## The task
Copy out the article about the Versius surgical robot word for word, keeping every sentence and paragraph unchanged.

Page excerpt START

The maker of the world’s smallest surgical robot Cambridge Medical Robotics announced that its robot should be available for procedures on patients by the end of 2018.
The robot created by Cambridge Medical Robotics called “Versius” can be used to perform a wide range of surgical procedures, including hernia repairs, colorectal operations, and prostate and ear, nose and throat surgery. The robot eliminates the need for traditional open surgery as a series of small incisions are instead used.
Versius mimics the human arm. It has four wrist joints, giving surgeons the freedom to operate on the patient from whatever angle they want. The robot’s creators used the technology used in smartphones to process information, and gear box technology originally designed for the space industry to enable the robot to move.
A human surgeon controls the robot at a console guided by a 3D screen in the operating theatre. This surgical robot, for instance, detects resistance to ensure that the correct amount of force is used when the instruments are inside the patient.
“Having robots in the operating theatre is not a new idea,” Martin Frost, chief executive of Cambridge Medical Robotics, told The Guardian. “The problem at the moment is that they are phenomenally expensive – not only do they cost £2m each to buy but every procedure costs an extra £3,000 using the robot – and they are very large. Many hospitals have to use the operating theatre around the robot. Their size can also make them difficult for the surgical team to use.”
In order for robots to revolutionise the way surgery is conducte, he said, the machine must be versatile, easy to use and small so that staff can move them around the operating room and between operating theatres, or pack them away when they are not being used. “Our robot does all of this and is the first robotic arm to be designed specifically for laparoscopic surgery,” Frost said.

Page excerpt END
Exercise data START

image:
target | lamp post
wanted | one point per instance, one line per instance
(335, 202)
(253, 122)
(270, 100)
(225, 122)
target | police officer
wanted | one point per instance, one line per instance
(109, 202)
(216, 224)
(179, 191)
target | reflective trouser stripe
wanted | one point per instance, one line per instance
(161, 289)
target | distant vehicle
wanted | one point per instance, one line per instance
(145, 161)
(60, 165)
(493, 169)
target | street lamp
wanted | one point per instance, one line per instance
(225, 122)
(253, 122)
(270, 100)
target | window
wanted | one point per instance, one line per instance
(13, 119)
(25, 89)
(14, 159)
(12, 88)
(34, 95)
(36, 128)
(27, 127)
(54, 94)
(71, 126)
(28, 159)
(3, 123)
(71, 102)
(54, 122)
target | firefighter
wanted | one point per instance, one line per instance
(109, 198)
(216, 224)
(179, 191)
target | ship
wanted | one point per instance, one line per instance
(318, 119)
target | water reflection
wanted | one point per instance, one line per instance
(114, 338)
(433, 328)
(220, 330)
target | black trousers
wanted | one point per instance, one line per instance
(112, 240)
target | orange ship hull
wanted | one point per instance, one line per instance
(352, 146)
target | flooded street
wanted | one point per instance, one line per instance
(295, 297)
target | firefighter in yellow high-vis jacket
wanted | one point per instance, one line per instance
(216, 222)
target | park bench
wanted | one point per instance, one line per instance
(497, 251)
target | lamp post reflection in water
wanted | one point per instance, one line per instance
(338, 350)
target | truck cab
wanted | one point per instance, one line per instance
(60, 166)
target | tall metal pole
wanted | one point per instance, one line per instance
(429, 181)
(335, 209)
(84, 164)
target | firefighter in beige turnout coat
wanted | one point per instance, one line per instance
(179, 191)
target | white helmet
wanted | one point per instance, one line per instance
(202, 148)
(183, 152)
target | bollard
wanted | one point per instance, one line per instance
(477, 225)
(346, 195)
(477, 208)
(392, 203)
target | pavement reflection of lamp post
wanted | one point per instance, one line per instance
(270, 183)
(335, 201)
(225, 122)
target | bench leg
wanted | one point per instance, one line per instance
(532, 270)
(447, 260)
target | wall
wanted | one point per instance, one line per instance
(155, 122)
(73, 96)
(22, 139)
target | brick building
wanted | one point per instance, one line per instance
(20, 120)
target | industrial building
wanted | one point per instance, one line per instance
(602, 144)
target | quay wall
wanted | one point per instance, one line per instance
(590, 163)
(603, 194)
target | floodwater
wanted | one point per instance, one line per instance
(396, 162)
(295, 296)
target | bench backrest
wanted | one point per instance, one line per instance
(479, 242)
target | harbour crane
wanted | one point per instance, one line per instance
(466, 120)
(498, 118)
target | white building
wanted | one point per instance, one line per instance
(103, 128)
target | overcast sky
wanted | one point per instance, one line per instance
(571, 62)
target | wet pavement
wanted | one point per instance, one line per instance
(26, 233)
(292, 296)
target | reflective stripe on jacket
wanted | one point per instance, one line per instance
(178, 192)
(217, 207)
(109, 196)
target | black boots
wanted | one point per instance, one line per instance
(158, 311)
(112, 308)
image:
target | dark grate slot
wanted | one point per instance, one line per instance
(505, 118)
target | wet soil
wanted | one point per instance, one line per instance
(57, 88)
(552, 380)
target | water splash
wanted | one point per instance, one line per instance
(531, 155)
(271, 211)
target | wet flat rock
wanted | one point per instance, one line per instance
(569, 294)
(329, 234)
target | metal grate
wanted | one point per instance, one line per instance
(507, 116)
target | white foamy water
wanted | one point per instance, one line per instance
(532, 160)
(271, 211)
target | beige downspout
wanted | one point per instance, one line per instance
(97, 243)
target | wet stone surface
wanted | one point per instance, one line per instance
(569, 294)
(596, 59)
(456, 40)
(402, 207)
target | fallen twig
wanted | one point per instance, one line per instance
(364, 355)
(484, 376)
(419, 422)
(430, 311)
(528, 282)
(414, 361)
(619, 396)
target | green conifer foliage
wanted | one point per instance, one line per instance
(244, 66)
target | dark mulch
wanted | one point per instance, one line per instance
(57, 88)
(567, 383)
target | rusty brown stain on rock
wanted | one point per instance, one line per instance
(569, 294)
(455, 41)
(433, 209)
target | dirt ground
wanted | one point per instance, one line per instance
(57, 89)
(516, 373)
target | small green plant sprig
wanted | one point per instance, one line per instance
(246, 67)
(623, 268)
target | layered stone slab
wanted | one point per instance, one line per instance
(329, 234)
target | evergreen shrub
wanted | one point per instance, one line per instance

Exercise data END

## Written answer
The maker of the world’s smallest surgical robot Cambridge Medical Robotics announced that its robot should be available for procedures on patients by the end of 2018.
The robot created by Cambridge Medical Robotics called “Versius” can be used to perform a wide range of surgical procedures, including hernia repairs, colorectal operations, and prostate and ear, nose and throat surgery. The robot eliminates the need for traditional open surgery as a series of small incisions are instead used.
Versius mimics the human arm. It has four wrist joints, giving surgeons the freedom to operate on the patient from whatever angle they want. The robot’s creators used the technology used in smartphones to process information, and gear box technology originally designed for the space industry to enable the robot to move.
A human surgeon controls the robot at a console guided by a 3D screen in the operating theatre. This surgical robot, for instance, detects resistance to ensure that the correct amount of force is used when the instruments are inside the patient.
“Having robots in the operating theatre is not a new idea,” Martin Frost, chief executive of Cambridge Medical Robotics, told The Guardian. “The problem at the moment is that they are phenomenally expensive – not only do they cost £2m each to buy but every procedure costs an extra £3,000 using the robot – and they are very large. Many hospitals have to use the operating theatre around the robot. Their size can also make them difficult for the surgical team to use.”
In order for robots to revolutionise the way surgery is conducte, he said, the machine must be versatile, easy to use and small so that staff can move them around the operating room and between operating theatres, or pack them away when they are not being used. “Our robot does all of this and is the first robotic arm to be designed specifically for laparoscopic surgery,” Frost said.